**WHAT IS REQUIRED:** Find every line in the material below that contains the word "dishwasher", matching case exactly, and copy each of those lines in full.

**EXTRACTED INFORMATION:**
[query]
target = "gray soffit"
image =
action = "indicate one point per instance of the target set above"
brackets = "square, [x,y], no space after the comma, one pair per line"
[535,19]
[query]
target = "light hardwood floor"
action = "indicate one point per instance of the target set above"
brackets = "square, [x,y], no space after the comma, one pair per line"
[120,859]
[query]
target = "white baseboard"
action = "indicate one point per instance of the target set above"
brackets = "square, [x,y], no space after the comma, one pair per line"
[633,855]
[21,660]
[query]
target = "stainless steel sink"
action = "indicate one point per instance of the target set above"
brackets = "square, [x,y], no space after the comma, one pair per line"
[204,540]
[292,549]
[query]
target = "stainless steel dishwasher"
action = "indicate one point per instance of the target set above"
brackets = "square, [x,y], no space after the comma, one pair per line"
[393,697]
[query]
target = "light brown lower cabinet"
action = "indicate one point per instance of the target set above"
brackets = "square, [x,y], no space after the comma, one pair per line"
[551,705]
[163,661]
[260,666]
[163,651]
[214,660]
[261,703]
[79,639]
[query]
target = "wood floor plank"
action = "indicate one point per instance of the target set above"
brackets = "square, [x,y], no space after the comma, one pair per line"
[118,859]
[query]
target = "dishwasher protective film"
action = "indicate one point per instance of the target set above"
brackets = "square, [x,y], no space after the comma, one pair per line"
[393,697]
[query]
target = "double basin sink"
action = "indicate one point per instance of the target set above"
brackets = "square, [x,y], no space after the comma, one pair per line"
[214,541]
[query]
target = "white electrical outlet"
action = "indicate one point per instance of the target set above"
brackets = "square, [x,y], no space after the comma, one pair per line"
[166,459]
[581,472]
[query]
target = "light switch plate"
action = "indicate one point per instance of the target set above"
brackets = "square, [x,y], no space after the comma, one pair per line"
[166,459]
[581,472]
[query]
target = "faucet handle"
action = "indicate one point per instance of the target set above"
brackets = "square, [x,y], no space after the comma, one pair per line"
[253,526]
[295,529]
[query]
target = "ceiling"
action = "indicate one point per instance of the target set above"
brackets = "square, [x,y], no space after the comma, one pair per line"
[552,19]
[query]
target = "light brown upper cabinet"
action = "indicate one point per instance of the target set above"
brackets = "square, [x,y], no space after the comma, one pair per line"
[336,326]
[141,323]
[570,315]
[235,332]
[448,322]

**EXERCISE RESPONSE:**
target = "stainless steel dishwasher"
target = "dishwasher protective film"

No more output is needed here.